─── Dokumenttext ───

13.12.2006

Sachalin

Sachalin, in der Sprache der Ureinwohner liebevoll "das wilde zerzauste Tier" genannt, ist 948 Kilometer lang und zwischen 27 und 160 Kilometer breit. Von 650.000 Einwohnern gehören 3.150 Personen den indigenen Gruppen der Nivchen, Nanai, Oroken und Ewenken an. Sie leben größtenteils als Selbstversorger, Fischer, Rentierhirten oder vom Sammeln von Wildpflanzen.

Vor der Küste der Insel Sachalin, im äußersten Nordosten Russlands, lagern die größten noch zu erschließenden Öl- und Gasvorkommenden der Welt. Das Ölvorkommen wird auf 13 Billionen Barrel geschätzt. Bereits erschlossene Öl - und Gasfelder sind Sachalin-1 bis Sachalin- 6. Sie ziehen die Großinvestoren unter den internationalen Ölmultis nach Russland. Exxon-Mobil, Chevron-Texaco, BP und Royal Dutсh/Shell haben sich mit weiteren Ölunternehmen zu Konsortien zusammengeschlossen. Yuzhno-Sachalinsk, die Hauptstadt der Insel hat sich zu einer Boomtown entwickelt. "Dieses Jahr geben wir 100 US Dollar pro Sekunde aus", sagt David J. Greer, der Programmchef von Shell auf Sachalin.

Leidtragende dieser Entwicklung sind die Ureinwohner Sachalins, die Niwchen, Nanai, Oroken und Ewenken. Sie sind traditionell Fischer und Rentierzüchter. Deshalb sind sie auf eine intakte Umwelt angewiesen. Ihre Interessen wurden bislang übergangen, Versuche der Vereinigung der Urvölker auf Sachalin und des Dachverbands der Ureinwohnervölker Sibiriens RAIPON, Verhandlungen über größere Mitbestimmung mit den Konzernen und der lokalen Behörden zu führen, scheiterten.

─── Dateneinträge ───

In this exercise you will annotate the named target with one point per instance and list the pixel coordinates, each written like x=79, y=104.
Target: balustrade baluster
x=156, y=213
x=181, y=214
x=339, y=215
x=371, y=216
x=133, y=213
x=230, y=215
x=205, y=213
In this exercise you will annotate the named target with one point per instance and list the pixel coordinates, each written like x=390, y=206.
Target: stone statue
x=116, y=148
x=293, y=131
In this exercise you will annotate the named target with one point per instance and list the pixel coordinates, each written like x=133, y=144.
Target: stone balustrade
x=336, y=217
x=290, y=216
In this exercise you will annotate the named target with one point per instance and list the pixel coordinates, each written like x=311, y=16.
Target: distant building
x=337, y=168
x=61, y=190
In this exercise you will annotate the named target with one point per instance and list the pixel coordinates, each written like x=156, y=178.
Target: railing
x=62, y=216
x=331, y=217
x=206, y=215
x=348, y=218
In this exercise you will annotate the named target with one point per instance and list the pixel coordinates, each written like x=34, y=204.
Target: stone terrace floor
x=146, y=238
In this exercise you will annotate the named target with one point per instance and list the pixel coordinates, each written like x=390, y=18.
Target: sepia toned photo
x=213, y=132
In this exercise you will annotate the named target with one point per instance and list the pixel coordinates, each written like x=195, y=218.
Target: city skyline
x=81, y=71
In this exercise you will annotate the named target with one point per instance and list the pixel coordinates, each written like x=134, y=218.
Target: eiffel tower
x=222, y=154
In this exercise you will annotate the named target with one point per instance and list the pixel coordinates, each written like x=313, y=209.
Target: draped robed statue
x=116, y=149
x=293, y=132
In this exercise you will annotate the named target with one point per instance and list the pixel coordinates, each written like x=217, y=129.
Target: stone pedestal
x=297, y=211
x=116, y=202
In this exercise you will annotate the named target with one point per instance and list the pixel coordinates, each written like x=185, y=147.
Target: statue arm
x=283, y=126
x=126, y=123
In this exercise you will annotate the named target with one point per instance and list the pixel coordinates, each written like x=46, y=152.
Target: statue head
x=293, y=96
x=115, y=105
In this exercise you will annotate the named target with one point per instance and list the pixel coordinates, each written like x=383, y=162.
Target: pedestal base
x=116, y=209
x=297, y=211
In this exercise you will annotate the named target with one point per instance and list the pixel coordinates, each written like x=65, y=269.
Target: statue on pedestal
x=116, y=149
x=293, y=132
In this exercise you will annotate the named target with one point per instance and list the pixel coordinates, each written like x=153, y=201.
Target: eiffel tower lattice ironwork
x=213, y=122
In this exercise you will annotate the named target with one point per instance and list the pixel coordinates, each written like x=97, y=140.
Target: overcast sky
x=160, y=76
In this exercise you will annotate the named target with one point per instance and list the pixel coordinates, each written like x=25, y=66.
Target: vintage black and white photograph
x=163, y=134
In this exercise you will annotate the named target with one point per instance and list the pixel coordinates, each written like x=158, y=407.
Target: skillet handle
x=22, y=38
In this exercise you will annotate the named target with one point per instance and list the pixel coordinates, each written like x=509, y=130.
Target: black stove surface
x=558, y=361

───

◆ Aufgaben
• 1. Prüfe anhand des Textes über Sachalin, ob diese Aussagen zutreffen: (a) Die Insel ist 948 Kilometer lang. (b) Die Verhandlungen von RAIPON mit den Konzernen führten zum Erfolg. (c) Sachalin liegt im äußersten Nordosten Russlands. Antworte jeweils mit Ja oder Nein und zitiere die entscheidenden Worte des Textes genau.
• 2. Schreibe den Text über Sachalin nach seinem letzten Satz weiter.

◆ Antworten je Aufgabe
• 1.
(a) Ja: „ist 948 Kilometer lang“
(b) Nein: „Verhandlungen über größere Mitbestimmung mit den Konzernen und der lokalen Behörden zu führen, scheiterten“
(c) Ja: „im äußersten Nordosten Russlands“

• 2.
Schon 1999 wurden die Folgen der Ölbohrungen auf Sachalin spürbar: Fischer entdeckten im Juni des Jahres 900 Tonnen tote Heringe, die im Meer trieben. Offiziell dementierte Shell die Verantwortung für das Fischsterben, aber Wissenschaftler fanden Öl und Schwermetalle in den Körpern der meisten toten Fische. Anwohner, unter ihnen die indigene Minderheit der Nivchen, stellten Umweltveränderungen fest. So ging auf einmal die Anzahl der Robben zurück und es wurden viele Tiere tot aufgefunden. Vögel, die normalerweise Plankton fraßen, ernährten sich plötzlich von Landinsekten. Viele Fische wurden vergiftet und rochen stark nach Öl. Dennoch werden sie auch heute noch von der armen lokalen Bevölkerung gegessen, die es sich nicht leisten kann, sich andere Lebensmittel zu besorgen. Der Rückgang der Fischbestände und die sinkende Bedeutung des Fischfangs auf Sachalin hat auch direkte Auswirkungen auf Russland. Die Hälfte aller in Russland konsumierten Fische und sonstiger Meerestiere kommt von hier.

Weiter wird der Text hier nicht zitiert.